> **Task item**
In the entries below, every line that contains "white" must be located and copied.

----- Exercise data -----

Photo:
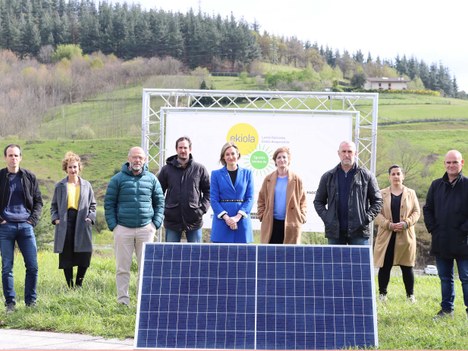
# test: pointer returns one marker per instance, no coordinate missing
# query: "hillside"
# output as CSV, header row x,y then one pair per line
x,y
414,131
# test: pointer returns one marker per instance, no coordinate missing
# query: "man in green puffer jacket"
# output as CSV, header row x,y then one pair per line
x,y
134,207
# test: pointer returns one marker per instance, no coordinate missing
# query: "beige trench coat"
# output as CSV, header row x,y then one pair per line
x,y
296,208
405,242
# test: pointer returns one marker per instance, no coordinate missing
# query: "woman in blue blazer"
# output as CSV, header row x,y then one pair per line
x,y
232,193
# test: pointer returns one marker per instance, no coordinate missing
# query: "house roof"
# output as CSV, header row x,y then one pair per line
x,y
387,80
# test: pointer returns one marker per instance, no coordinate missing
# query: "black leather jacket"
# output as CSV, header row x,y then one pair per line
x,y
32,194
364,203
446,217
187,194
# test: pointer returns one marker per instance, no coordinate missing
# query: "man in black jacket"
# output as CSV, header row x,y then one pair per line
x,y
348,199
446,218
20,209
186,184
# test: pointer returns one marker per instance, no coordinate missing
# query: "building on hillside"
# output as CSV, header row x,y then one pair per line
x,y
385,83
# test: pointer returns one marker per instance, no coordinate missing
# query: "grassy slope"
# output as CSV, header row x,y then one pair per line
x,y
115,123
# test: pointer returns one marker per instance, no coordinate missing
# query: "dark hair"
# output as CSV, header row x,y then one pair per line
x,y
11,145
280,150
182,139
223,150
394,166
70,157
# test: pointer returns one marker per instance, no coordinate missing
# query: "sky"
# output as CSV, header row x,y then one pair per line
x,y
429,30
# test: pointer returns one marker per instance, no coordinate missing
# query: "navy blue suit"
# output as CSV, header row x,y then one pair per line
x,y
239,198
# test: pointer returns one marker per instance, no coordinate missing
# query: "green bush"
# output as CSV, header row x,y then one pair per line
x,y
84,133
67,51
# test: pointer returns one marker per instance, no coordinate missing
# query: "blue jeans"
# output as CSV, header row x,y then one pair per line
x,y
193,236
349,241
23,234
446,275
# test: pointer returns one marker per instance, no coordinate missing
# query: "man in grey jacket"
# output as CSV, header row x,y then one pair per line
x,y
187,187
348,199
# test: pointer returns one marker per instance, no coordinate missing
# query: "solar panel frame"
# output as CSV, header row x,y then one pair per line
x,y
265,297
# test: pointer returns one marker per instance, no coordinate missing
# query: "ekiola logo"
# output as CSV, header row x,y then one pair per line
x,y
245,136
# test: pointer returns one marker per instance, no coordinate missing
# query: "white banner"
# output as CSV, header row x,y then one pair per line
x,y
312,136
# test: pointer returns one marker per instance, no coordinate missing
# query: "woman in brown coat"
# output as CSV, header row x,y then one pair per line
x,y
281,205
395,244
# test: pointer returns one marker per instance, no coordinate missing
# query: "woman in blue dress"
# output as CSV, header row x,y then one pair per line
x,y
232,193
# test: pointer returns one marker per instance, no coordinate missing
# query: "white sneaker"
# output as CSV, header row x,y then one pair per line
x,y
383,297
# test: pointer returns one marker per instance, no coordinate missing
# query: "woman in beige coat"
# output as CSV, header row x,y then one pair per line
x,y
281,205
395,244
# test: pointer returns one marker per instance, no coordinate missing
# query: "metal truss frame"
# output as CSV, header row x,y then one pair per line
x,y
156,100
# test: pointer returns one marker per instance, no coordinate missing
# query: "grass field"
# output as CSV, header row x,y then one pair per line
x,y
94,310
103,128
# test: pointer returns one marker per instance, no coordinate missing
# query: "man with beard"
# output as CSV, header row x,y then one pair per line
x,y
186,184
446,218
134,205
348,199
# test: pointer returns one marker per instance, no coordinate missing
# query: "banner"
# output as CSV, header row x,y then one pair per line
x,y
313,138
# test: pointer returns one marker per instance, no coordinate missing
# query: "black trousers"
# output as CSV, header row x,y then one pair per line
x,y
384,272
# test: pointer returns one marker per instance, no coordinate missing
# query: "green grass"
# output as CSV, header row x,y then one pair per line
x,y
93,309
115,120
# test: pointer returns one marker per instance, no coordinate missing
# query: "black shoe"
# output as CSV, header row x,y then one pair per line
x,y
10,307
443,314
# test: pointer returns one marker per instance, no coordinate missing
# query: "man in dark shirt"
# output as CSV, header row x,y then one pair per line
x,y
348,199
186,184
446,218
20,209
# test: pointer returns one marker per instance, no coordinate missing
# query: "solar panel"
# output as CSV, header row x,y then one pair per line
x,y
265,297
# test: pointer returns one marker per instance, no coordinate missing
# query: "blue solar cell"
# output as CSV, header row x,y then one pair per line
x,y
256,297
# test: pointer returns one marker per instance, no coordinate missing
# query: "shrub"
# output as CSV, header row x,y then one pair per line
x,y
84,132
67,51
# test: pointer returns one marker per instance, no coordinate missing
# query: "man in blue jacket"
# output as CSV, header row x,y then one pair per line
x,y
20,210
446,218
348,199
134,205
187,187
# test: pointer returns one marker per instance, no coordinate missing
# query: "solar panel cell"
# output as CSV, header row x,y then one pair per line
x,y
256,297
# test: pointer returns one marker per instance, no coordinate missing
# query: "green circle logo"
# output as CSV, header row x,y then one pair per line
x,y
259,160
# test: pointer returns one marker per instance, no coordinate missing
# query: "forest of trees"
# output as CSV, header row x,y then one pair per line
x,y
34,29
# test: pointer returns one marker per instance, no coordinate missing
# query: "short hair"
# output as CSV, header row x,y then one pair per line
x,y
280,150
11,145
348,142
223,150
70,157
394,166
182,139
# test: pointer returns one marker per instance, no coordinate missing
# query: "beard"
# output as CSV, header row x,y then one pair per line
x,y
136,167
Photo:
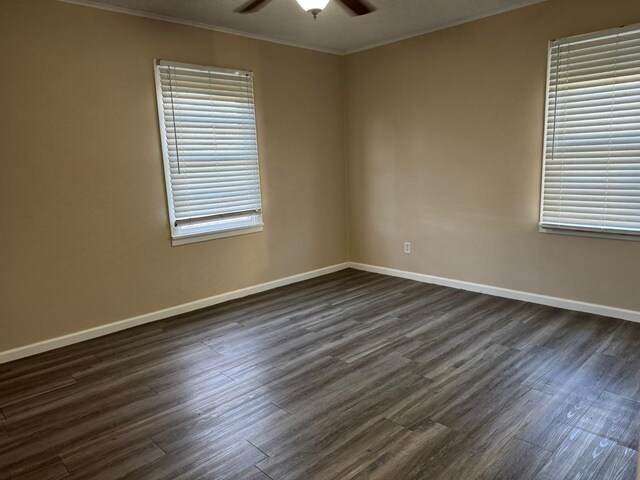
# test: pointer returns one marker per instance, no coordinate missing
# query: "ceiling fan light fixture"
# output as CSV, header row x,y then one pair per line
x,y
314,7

-----

> **Response to the exercise**
# query: "white banner"
# query: "white sneaker"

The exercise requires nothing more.